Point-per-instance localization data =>
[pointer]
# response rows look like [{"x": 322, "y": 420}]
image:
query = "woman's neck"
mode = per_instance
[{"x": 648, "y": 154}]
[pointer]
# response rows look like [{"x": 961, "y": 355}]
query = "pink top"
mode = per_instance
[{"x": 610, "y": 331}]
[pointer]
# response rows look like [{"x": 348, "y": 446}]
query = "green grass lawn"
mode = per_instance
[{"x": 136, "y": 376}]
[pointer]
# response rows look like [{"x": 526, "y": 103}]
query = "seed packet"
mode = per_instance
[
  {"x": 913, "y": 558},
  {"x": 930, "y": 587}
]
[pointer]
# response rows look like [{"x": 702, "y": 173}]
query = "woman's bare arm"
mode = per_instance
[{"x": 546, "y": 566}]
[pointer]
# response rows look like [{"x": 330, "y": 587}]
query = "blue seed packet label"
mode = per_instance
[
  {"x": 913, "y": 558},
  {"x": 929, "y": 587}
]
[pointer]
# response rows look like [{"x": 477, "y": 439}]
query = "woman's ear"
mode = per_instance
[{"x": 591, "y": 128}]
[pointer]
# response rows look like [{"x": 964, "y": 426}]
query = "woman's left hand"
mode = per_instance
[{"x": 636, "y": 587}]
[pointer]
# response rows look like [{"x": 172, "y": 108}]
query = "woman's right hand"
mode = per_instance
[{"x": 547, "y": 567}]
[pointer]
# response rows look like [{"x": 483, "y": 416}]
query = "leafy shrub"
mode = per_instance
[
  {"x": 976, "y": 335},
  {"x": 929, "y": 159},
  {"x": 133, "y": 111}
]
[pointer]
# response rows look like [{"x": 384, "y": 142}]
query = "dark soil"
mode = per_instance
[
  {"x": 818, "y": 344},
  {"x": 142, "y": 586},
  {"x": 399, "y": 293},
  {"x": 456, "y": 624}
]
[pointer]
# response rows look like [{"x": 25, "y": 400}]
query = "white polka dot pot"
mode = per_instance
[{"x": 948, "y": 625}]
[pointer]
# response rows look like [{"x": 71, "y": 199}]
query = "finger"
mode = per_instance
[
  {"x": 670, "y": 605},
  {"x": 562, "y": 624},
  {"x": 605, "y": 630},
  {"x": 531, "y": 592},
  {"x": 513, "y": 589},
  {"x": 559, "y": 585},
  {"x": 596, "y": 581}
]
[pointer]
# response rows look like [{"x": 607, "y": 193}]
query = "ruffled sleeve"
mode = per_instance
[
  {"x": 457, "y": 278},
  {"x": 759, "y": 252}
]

Task description => Copy the data above in full, character for character.

Output of the task =>
[pointer]
# response rows look like [{"x": 322, "y": 420}]
image:
query = "woman's neck"
mode = per_instance
[{"x": 648, "y": 154}]
[pointer]
# response rows look like [{"x": 961, "y": 355}]
query = "pink top"
mode = per_instance
[{"x": 610, "y": 331}]
[pointer]
# response rows look like [{"x": 348, "y": 446}]
query = "green grass lawn"
mode = per_instance
[{"x": 136, "y": 376}]
[pointer]
# response rows look like [{"x": 526, "y": 103}]
query = "seed packet"
mode = per_instance
[
  {"x": 913, "y": 558},
  {"x": 930, "y": 587}
]
[pointer]
# response rows look like [{"x": 702, "y": 173}]
query = "woman's bare arm"
mode = per_instance
[{"x": 546, "y": 566}]
[pointer]
# response rows look like [{"x": 330, "y": 587}]
query = "blue seed packet label"
mode = per_instance
[
  {"x": 913, "y": 558},
  {"x": 929, "y": 587}
]
[pointer]
# response rows look like [{"x": 477, "y": 439}]
query = "woman's ear"
mode = per_instance
[{"x": 591, "y": 128}]
[pointer]
# response rows look like [{"x": 964, "y": 426}]
query = "woman's left hand"
mode = per_instance
[{"x": 636, "y": 587}]
[pointer]
# response rows look like [{"x": 172, "y": 108}]
query = "woman's right hand"
mode = per_instance
[{"x": 547, "y": 567}]
[pointer]
# response rows look like [{"x": 483, "y": 416}]
query = "leafy shrub"
mode = per_instance
[
  {"x": 976, "y": 335},
  {"x": 929, "y": 159},
  {"x": 133, "y": 111}
]
[pointer]
# response rows look like [{"x": 384, "y": 142}]
query = "dark soil"
mode = per_instance
[
  {"x": 818, "y": 344},
  {"x": 142, "y": 586},
  {"x": 399, "y": 293},
  {"x": 456, "y": 624}
]
[pointer]
# response rows look like [{"x": 25, "y": 400}]
query = "white polka dot pot"
mode = per_instance
[{"x": 948, "y": 625}]
[pointer]
# response rows look like [{"x": 71, "y": 199}]
query = "finger"
mode = per_instance
[
  {"x": 670, "y": 605},
  {"x": 562, "y": 624},
  {"x": 605, "y": 630},
  {"x": 531, "y": 592},
  {"x": 513, "y": 589},
  {"x": 559, "y": 585},
  {"x": 596, "y": 581}
]
[pointer]
# response rows look like [{"x": 607, "y": 193}]
query = "ruffled sleeve"
mode = per_instance
[
  {"x": 457, "y": 278},
  {"x": 759, "y": 252}
]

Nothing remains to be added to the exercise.